Aim of the task
Continue the excerpt on 2,5-diferrocenyl five-membered heterocycles, starting after its last sentence.

Selected excerpt
========
In our research group previous works, the spacers’ charge density, properties of substituent and coplanarity of block connections were identified as key factors of intramolecular electron-transfers^27-30. In recent work, the single-heteroatom-five-membered-heterocycle bridged diferrocenyl derivatives were examined, which exhibited the charge transfer highly depend on the short-range heteroatom bridge^31,32, but this research had not systematically accomplished. One of inadequacies was the charge transfer properties on the central five-membered heterocycle spacer containing two and more heteroatoms were still unknown.

To reply the above-mentioned problem, a series of 2,5-diferrocenyl imidazole, oxazole, thiazole, triazole, oxadiazole and thiadiazole derivatives were synthesized as model molecules in this paper (Figure 1), and the intramolecular electron-transfers processes of these model molecules were systematically studied through cyclic voltammetry (CV) and density functional theory (DFT) calculations. The result revealed that the species and the numbers of heteroatom in central spacers could regulate intramolecular electronic transfer processes.

The molecular structures and the corresponding data of 1-3 are referenced form our academic paper³¹. The 4-9 were confirmed by FT-IR, ¹H-NMR, ¹³C-NMR, Elemental analysis, and MS (corresponding data are given in synthetic methods). The molecular structure of 6 and 8 were determined by single-crystal X-ray diffraction and shown in Figure S1 and Figure S2. Crystal data and relevant structural parameters enumerate in Table S1. The selected bond lengths, the selected angles and the selected torsion angles list in Table S2 and Table S3. The molecular structure of 9 is referenced form Heinrich Lang published academic paper³³.
========
Entries
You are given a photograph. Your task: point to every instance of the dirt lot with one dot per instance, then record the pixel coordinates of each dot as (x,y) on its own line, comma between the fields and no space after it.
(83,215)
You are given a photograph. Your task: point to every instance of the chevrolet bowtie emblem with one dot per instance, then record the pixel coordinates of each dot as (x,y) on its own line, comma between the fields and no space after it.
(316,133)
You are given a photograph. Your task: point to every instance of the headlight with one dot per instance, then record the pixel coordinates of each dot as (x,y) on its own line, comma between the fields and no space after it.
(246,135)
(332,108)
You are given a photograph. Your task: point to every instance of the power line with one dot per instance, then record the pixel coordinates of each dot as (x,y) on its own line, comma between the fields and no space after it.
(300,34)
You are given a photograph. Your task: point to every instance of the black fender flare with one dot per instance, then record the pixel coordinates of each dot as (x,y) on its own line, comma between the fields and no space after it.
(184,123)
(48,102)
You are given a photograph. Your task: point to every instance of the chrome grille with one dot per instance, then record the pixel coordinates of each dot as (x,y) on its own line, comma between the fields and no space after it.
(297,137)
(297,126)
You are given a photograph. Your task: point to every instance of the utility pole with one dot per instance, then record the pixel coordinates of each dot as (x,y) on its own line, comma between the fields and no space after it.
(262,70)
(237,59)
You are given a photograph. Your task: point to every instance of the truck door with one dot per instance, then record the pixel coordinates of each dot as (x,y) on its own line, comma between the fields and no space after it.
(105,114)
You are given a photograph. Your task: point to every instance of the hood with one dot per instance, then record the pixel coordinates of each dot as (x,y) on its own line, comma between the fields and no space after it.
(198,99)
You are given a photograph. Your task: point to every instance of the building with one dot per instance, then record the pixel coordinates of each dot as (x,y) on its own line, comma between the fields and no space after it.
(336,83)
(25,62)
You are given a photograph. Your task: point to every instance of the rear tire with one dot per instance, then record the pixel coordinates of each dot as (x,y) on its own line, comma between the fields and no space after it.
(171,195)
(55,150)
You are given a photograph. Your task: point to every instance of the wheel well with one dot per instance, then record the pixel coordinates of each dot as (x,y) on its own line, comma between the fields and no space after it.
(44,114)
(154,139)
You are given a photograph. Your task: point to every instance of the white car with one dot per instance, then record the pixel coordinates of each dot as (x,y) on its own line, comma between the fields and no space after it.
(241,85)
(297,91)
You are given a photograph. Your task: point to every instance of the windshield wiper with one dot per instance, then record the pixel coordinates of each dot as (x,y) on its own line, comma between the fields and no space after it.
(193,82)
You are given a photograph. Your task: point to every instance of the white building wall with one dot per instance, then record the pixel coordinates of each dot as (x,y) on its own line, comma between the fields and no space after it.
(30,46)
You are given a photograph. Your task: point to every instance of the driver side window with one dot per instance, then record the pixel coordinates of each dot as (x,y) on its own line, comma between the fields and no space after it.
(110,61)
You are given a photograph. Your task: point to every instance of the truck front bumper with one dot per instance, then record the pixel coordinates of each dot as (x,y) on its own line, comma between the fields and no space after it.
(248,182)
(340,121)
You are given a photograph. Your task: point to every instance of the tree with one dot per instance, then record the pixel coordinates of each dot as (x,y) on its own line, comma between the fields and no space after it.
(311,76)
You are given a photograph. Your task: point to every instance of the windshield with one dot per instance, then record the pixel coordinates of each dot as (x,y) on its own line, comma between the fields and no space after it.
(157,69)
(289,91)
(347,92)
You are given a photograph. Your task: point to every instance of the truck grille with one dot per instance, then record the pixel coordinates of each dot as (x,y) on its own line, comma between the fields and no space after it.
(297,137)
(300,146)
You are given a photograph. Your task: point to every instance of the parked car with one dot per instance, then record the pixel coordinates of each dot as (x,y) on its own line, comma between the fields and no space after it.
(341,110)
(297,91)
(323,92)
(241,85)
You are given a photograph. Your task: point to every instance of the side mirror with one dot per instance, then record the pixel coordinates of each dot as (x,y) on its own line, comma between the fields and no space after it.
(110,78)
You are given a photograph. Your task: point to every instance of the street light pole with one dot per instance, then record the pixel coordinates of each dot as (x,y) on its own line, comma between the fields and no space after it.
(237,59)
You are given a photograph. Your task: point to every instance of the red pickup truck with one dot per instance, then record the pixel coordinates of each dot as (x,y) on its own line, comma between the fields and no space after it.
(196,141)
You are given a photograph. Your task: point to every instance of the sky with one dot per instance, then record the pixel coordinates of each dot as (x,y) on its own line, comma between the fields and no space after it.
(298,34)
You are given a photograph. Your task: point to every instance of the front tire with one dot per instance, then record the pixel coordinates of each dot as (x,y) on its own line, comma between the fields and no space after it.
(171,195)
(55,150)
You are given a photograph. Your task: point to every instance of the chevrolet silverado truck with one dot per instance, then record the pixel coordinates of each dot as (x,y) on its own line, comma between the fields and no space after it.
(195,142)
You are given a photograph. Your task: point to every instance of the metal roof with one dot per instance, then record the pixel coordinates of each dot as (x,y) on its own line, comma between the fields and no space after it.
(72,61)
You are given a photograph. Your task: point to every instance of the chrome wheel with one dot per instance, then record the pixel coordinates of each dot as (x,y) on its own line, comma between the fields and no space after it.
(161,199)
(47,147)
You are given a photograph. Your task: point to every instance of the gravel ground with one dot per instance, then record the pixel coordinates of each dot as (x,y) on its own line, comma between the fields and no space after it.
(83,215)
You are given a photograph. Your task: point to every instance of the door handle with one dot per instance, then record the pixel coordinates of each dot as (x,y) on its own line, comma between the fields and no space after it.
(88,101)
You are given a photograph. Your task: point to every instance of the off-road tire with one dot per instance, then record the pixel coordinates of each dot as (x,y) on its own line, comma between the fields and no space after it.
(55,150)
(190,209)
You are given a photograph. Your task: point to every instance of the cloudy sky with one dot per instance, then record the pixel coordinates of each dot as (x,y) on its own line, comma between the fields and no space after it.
========
Exercise response
Electrochemistry

The redox potential of compounds 1-9 is determined through cyclic voltammetry, and the electrochemical data is listed in Table 1. The compounds 1-6, 8 and 9 display two redox well-resolved waves in the range of 0-0.8 V (Figure 2-4), which are assigned to the two FeII/FeIII redox couples, from the Ipa/Ipc (≈1) values of each couple, it can be concluded that the redox processes are electrochemical reversible one-electron-transfer processes³¹. The 7 as an exceptional case display one redox well-resolved wave (Figure 2), and it is electrochemical reversible two-electron-transfer process³².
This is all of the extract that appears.